*HAZ ESTO:* ¿Puedes proseguir el texto citado sobre Eulàlia y la residencia geriátrica a partir de su última oración?

*TEXTO CITADO:*
Tras investigar en Google, le dije que sí, que el restaurante Amaya sigue en pie, en el número 20 de La Rambla, desde 1941, sirviendo comida vasca y mediterránea, aunque ahora la mayoría de sus clientes deben ser turistas extranjeros, igual que en el Salamanca, el restaurante que veía desde su piso en la Barceloneta, donde preferiría seguir viviendo.  

Porque a Eulàlia no le gusta vivir en una residencia geriátrica. No le gusta tener que compartir sus ratos libres con personas (en su mayoría, mujeres) que no tienen nada que ver con ella, ni sentirse sola, ni escuchar la maldita tele, esa caja tonta que cuelga de la pared del salón colectivo, donde pasan mañana y tarde, sentados en sus butacas, excepto cuando toca fisio o realizar alguna actividad de grupo.

*SECCIÓN DE DATOS:*
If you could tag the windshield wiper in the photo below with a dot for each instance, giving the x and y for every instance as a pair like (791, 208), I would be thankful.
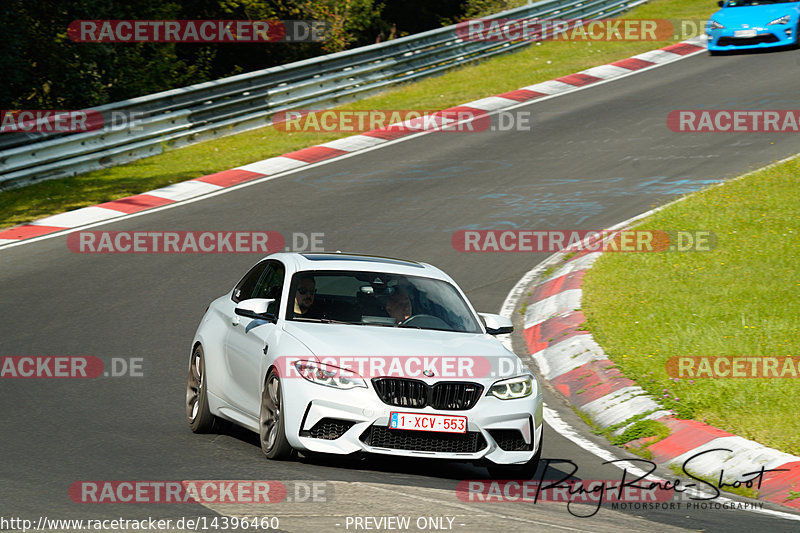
(320, 320)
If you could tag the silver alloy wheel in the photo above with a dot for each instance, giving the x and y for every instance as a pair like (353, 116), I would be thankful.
(194, 385)
(270, 412)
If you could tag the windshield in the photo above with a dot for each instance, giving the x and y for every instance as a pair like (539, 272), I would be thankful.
(745, 3)
(378, 299)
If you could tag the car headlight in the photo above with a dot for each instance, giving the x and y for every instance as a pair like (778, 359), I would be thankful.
(783, 20)
(328, 375)
(513, 388)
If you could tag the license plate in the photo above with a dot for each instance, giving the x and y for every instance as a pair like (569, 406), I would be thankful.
(418, 422)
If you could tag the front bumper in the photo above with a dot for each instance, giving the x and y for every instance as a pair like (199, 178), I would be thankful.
(327, 420)
(725, 39)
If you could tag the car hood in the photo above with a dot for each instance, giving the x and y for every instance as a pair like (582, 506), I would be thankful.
(753, 16)
(340, 342)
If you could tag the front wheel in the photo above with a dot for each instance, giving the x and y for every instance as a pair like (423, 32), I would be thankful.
(271, 426)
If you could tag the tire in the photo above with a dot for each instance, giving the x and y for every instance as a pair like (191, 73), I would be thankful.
(523, 471)
(271, 423)
(198, 413)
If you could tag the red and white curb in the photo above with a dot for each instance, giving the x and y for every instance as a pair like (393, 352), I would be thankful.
(576, 366)
(275, 166)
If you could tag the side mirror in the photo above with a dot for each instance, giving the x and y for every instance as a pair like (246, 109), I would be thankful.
(496, 324)
(256, 308)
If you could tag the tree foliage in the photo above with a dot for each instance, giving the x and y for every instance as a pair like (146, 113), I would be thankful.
(43, 69)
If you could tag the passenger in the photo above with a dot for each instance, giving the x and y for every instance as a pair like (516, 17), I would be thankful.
(398, 306)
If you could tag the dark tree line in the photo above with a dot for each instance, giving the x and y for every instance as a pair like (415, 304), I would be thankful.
(41, 68)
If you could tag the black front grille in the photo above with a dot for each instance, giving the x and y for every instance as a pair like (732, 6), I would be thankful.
(747, 41)
(328, 429)
(416, 394)
(423, 441)
(510, 440)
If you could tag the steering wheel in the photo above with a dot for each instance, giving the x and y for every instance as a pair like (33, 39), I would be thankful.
(423, 321)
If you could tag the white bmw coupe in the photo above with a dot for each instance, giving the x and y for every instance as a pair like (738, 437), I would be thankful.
(343, 353)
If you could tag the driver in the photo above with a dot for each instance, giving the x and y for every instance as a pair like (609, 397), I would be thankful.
(398, 306)
(304, 297)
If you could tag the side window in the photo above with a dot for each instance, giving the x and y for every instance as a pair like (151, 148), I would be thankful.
(245, 288)
(270, 285)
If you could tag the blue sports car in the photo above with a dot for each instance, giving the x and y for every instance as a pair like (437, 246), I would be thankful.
(753, 24)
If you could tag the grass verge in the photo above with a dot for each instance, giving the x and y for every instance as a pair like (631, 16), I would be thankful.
(741, 299)
(539, 62)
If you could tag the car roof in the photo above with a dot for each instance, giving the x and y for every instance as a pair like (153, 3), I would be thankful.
(302, 261)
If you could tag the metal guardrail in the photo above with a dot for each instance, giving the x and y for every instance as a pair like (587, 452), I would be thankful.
(230, 105)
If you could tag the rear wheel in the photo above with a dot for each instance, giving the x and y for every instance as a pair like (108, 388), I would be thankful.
(271, 426)
(198, 413)
(518, 471)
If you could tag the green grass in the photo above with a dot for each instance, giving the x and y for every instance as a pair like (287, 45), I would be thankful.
(741, 299)
(539, 62)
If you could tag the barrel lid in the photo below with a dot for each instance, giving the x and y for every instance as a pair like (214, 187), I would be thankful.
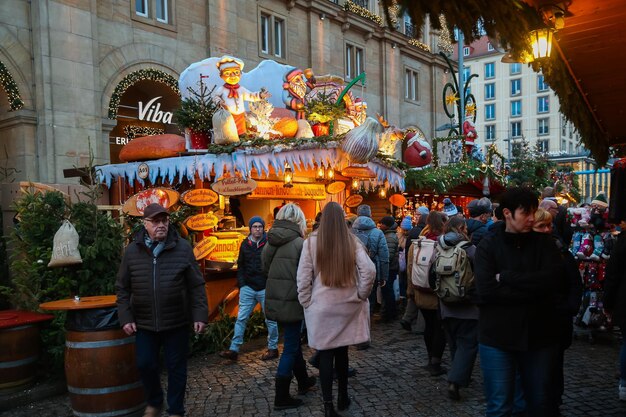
(82, 303)
(14, 318)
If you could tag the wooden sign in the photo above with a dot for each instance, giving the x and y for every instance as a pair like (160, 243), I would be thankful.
(354, 200)
(202, 221)
(275, 190)
(199, 197)
(135, 205)
(203, 248)
(234, 186)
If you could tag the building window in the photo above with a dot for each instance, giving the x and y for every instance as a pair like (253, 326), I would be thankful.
(490, 112)
(515, 68)
(355, 64)
(490, 70)
(490, 91)
(272, 42)
(541, 83)
(516, 129)
(516, 87)
(543, 127)
(410, 85)
(490, 133)
(543, 104)
(141, 8)
(516, 108)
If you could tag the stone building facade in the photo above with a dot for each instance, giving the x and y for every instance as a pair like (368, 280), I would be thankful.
(78, 73)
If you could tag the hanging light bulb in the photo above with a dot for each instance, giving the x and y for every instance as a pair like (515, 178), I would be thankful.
(288, 177)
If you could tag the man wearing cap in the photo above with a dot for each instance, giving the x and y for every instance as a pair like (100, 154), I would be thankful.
(231, 95)
(389, 227)
(251, 281)
(160, 292)
(480, 213)
(374, 240)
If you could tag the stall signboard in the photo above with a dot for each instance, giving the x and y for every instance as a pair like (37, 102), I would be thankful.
(202, 221)
(203, 248)
(234, 186)
(299, 191)
(199, 197)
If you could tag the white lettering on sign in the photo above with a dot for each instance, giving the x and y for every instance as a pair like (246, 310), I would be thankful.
(152, 112)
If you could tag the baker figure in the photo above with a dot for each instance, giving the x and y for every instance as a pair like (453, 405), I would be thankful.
(231, 95)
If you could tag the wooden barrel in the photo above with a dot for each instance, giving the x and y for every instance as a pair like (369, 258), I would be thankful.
(101, 374)
(18, 356)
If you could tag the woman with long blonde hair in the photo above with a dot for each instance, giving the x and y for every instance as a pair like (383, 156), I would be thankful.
(335, 277)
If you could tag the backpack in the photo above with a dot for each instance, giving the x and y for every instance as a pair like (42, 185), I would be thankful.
(454, 275)
(423, 257)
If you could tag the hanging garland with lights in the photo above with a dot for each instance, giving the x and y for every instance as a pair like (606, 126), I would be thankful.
(152, 74)
(10, 88)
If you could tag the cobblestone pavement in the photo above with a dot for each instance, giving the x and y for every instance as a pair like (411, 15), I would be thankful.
(390, 382)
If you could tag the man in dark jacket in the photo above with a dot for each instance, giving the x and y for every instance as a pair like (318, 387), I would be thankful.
(389, 227)
(160, 291)
(251, 281)
(518, 277)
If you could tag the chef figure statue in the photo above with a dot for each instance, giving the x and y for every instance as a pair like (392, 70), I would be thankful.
(231, 95)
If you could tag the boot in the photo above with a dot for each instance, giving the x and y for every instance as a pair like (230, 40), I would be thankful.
(305, 382)
(283, 400)
(329, 409)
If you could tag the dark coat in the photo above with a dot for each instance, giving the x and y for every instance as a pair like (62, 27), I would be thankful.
(280, 262)
(519, 312)
(249, 268)
(615, 284)
(391, 237)
(163, 292)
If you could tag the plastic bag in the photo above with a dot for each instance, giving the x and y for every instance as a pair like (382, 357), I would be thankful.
(65, 246)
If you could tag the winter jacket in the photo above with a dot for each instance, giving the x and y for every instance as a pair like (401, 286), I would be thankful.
(391, 237)
(615, 284)
(518, 312)
(374, 240)
(476, 230)
(335, 317)
(280, 262)
(249, 268)
(163, 292)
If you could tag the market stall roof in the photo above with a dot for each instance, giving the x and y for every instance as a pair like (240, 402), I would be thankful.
(243, 162)
(588, 63)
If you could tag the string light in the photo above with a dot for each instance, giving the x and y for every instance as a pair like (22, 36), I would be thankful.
(131, 79)
(10, 88)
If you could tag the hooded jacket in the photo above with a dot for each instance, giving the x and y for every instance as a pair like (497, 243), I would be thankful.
(280, 262)
(160, 292)
(375, 244)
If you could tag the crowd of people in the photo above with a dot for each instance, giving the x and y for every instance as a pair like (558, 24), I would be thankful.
(516, 288)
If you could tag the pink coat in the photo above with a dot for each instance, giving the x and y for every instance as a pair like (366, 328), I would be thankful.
(335, 316)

*RESULTADO DEL EJERCICIO:*
Me la imagino en su habitación, revisando los papelitos y documentos antiguos que guarda entre las páginas de un bloc de notas amarillento, o peleándose con el teclado de su móvil, un modelo super básico que le compró su hijo para que pueda llamarle cuando quiera. Su hijo la viene a visitar a menudo, pero no lo suficiente. No es justo, pienso, cada vez que me despido de ella. Sus ojos brillan de alegría después de haber conversado conmigo. Eulàlia solo necesita atención y cariño. Nadie debería estar negado a ello en sus últimos días.